> DOCUMENT EXCERPT
##############################

In-Stat have made their #1 2007 prediction easy to come true by choosing something that’s already happened: HDTV content downloaded via the Internet. On a less barbed note between competing analysts, they pick up on the WiMax trend, specifically noting:

At least one successful WiMAX “d” vendor will go out of business as the transition to “e” comes to a head in 2007.

WiMAX will be more widely deployed in Europe and Asia than in North America.

In other words, mobility will win, and it’s expensive to lay underground cables in old cities. We’d buy that. Forbes go further in suggesting that the realities of deployment will push back profitable deployment.

Controversially, In-Stat suggests that…

Longer term than 2007, there will be a backlash against so-called “network neutrality” as the rising amount of rich media content on the Internet slows down other traffic. Today’s proponents of net neutrality will begin to plead for tiered service—the option of paying more money for priority on the backbone.

Whilst a telco dream, this is very unlikely to happen. However, alternative forms of tiering (e.g. local vs international traffic caps; blanket “business” traffic priority levels; Paris Metro Pricing) are possible future phenomena. Network Neutrality, will however, not be a hot potato in a year’s time, since it’s really a mis-labelled bucket of other phenomena (like antitrust) that are better addressed individually.

We’re also somewhat sanguine that “The Venice Project’s P2P video project [i.e. Skype for video] will be the big viral media sensation of 2007”. We think this will prove more difficult to deploy than expected in the face of ISP traffic shaping, bandwidth usage caps, and user habit. As a long-term play it’s the right direction, but the jump from YouTube to “TV on the Net” is too big to make yet for the mass market.

Gartner and Telecomweb are determined to prise large amounts of money from you to hear their predictive insights. One of the Gartner predictions is that:

Through 2011, enterprises will waste $100 billion buying the wrong networking technologies and services.

We use Skype internally at STL, and probably get the same or better experience as the average megacorp user at a tiny fraction of the price. Their number looks large, but in fact may be conservative. Luckily, the definition of “waste” is pliable enough for our prognostications to never be disproven. Although, given Gartner also predicts the peak of blogging in 2007, we’ll predict the peak of over-priced hazy analyst reports.

##############################

> ENTRIES SHOWN
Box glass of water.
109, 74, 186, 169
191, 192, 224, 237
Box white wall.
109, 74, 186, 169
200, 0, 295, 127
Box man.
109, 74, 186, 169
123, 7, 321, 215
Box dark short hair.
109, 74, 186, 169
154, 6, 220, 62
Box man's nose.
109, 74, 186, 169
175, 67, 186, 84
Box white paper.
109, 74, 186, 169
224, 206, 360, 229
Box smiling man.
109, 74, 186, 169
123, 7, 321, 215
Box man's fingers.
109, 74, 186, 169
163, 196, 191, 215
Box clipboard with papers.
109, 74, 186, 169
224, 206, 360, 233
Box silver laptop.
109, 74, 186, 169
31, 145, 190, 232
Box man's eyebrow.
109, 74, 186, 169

##############################

> ABOUT THIS EXERCISE
In the text on 2007 technology predictions, how much does Gartner predict enterprises will waste through 2011 on the wrong networking technologies and services?

> PROBLEM SOLUTION
$100 billion.